**Directions**. Put each line of the material below into a JSON list of strings, with one string per line and no entries for blank lines.

**Data provided**.
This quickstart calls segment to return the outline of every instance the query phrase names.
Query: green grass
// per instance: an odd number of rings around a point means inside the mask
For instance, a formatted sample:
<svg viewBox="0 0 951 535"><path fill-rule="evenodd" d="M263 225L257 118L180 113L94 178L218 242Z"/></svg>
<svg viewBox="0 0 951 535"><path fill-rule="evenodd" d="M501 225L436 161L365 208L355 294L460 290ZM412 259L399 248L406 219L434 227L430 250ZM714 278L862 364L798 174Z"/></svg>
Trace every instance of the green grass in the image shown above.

**Output of the task**.
[
  "This quickstart calls segment to return the outline of every instance the query phrase names.",
  "Query: green grass",
  "// per instance: an odd number of rings around a point means inside the mask",
  "For instance, a formatted sample:",
  "<svg viewBox=\"0 0 951 535\"><path fill-rule=\"evenodd\" d=\"M263 225L257 118L180 113L94 178L218 242Z\"/></svg>",
  "<svg viewBox=\"0 0 951 535\"><path fill-rule=\"evenodd\" d=\"M501 225L436 161L365 208L355 294L460 290ZM412 259L399 248L406 219L434 227L430 250ZM714 278L862 364L798 174Z\"/></svg>",
  "Trace every instance of the green grass in the image shown above."
]